→ SHORT TASK
Starting at the line containing "Could you point to the conical" and ending at the line containing "(1040, 471)", render those lines of the material below as a numbered list, leaving out any blank lines.

Collected data
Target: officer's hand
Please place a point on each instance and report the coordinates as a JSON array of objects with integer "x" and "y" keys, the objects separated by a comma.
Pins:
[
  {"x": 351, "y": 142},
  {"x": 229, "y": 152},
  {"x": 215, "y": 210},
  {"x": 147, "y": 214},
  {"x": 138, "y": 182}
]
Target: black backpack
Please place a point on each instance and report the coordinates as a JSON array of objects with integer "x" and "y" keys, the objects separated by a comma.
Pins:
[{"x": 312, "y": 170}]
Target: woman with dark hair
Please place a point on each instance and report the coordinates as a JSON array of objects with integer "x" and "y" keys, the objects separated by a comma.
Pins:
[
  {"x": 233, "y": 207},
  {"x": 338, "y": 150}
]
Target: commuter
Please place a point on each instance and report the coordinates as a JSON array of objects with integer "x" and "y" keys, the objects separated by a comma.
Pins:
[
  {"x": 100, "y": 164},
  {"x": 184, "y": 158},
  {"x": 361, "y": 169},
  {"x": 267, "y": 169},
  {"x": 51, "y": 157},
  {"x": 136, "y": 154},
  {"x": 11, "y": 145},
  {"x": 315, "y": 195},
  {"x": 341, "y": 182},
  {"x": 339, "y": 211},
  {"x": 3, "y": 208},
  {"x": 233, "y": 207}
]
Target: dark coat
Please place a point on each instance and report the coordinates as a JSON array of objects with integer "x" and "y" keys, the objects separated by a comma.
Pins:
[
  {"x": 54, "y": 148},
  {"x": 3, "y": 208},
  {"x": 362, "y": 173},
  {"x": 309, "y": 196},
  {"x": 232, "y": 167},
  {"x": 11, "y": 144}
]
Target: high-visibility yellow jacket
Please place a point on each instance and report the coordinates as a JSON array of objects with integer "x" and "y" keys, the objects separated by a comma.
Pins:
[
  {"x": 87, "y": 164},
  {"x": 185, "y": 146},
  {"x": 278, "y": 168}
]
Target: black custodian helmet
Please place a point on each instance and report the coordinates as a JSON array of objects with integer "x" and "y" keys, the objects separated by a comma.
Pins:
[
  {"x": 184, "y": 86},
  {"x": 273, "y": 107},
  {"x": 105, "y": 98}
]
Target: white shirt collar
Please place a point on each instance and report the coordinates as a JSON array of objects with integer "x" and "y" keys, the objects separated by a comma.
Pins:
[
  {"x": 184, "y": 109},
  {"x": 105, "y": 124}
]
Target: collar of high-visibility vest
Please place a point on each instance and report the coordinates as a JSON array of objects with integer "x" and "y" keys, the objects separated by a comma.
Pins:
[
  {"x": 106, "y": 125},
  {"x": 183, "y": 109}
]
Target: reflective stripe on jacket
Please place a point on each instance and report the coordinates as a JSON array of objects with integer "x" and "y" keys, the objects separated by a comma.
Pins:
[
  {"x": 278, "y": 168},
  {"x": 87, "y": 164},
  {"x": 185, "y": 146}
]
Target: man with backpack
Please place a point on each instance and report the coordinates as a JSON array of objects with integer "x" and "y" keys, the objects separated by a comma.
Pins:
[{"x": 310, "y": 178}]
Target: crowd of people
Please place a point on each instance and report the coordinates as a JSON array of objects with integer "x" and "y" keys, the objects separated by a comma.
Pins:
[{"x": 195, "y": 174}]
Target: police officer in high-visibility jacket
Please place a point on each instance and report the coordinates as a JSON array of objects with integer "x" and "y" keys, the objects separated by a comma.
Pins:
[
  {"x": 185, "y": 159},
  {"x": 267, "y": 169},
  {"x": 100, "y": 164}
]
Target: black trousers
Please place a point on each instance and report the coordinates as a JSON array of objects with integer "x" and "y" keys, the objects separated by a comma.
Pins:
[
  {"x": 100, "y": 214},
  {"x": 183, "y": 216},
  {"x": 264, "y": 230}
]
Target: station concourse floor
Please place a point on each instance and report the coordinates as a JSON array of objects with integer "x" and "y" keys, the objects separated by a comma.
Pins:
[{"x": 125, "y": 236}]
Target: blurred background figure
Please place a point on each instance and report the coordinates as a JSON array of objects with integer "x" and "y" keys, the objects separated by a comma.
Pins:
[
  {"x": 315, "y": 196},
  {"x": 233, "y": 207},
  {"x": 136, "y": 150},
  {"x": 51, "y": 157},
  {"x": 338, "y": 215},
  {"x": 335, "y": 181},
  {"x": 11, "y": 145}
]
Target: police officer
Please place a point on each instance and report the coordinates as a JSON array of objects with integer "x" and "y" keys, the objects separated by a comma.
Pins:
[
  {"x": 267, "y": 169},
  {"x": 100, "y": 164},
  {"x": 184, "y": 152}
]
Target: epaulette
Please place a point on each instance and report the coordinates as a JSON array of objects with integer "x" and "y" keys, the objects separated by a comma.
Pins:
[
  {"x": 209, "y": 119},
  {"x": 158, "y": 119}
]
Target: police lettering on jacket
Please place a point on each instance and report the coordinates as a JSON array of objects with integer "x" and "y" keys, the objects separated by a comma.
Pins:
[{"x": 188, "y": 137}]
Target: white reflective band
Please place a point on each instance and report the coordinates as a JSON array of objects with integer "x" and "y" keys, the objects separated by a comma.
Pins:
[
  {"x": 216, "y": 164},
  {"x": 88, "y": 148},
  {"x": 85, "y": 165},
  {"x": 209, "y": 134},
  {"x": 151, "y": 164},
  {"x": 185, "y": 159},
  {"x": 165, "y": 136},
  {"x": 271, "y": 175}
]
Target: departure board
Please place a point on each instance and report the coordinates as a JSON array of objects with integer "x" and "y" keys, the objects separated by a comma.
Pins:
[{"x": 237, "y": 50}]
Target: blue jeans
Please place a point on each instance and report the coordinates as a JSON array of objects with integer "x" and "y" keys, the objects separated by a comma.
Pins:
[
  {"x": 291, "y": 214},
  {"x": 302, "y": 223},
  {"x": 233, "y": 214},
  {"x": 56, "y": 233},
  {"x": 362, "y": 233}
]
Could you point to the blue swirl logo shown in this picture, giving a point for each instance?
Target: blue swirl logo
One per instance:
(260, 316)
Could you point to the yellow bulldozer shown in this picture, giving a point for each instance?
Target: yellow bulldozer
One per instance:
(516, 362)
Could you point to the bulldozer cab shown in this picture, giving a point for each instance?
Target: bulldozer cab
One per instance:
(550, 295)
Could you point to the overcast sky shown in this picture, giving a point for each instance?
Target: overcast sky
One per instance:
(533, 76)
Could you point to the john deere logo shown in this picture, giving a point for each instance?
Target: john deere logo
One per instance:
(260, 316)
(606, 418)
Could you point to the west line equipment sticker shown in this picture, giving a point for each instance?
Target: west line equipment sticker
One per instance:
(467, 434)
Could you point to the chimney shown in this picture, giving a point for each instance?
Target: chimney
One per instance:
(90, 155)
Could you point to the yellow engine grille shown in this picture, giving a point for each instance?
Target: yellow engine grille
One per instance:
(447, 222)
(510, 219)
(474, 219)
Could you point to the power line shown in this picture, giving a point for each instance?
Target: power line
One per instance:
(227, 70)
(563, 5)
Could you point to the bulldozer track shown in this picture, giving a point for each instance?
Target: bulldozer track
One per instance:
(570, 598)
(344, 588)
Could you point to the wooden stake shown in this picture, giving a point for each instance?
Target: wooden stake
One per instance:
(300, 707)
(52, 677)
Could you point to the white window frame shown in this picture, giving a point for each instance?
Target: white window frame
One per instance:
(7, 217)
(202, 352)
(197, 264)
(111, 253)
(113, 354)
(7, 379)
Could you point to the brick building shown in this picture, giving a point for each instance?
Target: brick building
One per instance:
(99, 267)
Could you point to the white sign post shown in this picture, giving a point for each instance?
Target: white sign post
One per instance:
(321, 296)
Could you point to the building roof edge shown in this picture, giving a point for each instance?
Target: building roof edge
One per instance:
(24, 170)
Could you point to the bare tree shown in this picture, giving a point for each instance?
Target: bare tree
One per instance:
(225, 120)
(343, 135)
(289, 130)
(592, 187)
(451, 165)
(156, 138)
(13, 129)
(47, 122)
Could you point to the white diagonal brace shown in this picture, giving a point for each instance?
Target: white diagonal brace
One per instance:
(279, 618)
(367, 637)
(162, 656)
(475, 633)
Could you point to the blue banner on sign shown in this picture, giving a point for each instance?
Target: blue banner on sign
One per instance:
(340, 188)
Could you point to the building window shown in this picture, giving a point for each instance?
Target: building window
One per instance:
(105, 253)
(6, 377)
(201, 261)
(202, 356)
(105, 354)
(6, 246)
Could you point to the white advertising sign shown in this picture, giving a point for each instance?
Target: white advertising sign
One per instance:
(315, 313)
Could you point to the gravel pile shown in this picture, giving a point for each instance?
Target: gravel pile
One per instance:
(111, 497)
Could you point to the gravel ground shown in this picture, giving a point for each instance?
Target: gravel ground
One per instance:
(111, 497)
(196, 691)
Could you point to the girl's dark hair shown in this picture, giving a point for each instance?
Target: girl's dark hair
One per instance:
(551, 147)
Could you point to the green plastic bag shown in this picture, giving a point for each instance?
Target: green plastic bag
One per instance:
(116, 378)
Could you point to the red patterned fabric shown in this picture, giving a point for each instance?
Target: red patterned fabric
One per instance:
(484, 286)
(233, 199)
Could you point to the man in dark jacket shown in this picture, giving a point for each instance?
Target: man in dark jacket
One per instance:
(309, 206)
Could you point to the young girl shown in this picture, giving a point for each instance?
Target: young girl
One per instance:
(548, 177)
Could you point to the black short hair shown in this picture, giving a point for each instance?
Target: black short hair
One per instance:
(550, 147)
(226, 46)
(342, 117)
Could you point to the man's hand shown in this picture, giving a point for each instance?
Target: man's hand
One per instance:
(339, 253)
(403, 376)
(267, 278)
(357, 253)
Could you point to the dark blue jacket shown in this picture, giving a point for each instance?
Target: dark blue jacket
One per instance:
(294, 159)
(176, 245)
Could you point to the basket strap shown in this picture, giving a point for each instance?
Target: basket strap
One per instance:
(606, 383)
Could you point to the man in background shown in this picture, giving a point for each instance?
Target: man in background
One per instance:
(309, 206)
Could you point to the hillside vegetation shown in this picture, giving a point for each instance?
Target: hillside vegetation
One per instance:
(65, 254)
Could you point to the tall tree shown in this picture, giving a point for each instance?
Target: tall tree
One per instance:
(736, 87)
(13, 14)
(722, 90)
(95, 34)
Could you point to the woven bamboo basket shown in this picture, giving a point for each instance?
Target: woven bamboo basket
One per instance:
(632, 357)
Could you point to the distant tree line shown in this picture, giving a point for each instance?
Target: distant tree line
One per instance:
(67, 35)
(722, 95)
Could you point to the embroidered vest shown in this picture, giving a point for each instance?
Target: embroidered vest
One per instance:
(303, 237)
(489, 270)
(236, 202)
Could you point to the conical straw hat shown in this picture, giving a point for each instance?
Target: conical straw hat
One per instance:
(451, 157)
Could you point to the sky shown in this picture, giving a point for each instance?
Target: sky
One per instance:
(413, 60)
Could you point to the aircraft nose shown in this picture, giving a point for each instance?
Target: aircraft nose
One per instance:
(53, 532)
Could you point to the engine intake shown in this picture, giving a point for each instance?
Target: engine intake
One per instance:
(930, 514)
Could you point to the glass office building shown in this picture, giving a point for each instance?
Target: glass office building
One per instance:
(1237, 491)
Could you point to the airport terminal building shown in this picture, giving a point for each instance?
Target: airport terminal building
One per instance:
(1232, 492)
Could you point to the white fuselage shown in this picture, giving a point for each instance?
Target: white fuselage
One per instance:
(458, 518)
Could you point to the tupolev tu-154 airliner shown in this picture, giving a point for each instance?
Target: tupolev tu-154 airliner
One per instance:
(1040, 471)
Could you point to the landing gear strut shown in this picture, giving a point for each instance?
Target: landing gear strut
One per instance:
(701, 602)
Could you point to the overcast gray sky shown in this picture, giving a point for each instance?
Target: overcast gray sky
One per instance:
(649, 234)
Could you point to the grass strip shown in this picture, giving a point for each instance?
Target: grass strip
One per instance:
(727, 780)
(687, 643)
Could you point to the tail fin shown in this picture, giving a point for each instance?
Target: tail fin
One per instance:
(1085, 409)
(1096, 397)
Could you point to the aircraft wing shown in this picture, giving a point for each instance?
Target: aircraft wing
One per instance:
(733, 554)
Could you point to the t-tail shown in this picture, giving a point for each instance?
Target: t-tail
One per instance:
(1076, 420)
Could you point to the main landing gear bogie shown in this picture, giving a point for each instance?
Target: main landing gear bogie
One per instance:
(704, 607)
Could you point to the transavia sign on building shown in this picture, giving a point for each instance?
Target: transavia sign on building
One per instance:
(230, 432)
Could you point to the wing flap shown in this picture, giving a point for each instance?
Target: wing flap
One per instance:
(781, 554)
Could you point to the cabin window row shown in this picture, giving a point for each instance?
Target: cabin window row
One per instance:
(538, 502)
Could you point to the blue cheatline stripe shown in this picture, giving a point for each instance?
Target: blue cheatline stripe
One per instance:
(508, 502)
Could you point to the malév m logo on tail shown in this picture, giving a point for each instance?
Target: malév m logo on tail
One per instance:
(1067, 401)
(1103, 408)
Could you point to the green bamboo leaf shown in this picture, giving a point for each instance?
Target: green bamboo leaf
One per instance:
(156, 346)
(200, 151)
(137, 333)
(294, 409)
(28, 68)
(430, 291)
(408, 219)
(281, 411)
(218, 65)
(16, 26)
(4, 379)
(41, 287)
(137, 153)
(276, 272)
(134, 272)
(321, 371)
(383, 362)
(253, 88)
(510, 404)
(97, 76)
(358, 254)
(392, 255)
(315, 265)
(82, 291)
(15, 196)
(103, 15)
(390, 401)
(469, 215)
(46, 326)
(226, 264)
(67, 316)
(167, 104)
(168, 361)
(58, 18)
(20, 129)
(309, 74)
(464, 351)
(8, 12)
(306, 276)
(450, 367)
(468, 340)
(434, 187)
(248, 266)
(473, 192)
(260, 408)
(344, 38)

→ EXERCISE OUTPUT
1. Could you point to the conical straw hat shown in this picture, giving a point for each instance?
2. Target: conical straw hat
3. One per instance:
4. (451, 157)
5. Could you point to the sky shown in this picture, giving a point for each instance?
6. Target: sky
7. One per instance:
8. (413, 60)
9. Could you point to the aircraft nose shown in this picture, giving a point for each instance?
10. Target: aircraft nose
11. One per instance:
12. (53, 532)
13. Could you point to the engine intake shown in this picture, giving a point for each instance?
14. Target: engine intake
15. One per instance:
16. (930, 514)
17. Could you point to the glass office building shown in this picture, giving a point for each instance?
18. Target: glass office building
19. One per instance:
20. (1237, 491)
21. Could you point to the airport terminal building shown in this picture, giving a point for each instance?
22. Target: airport terminal building
23. One per instance:
24. (1232, 492)
25. Could you point to the white fuselage shown in this picture, giving a point for each instance?
26. Target: white fuselage
27. One per instance:
28. (458, 518)
29. Could you point to the tupolev tu-154 airliner shown in this picture, giving a point for each instance?
30. Target: tupolev tu-154 airliner
31. One per instance:
32. (1040, 471)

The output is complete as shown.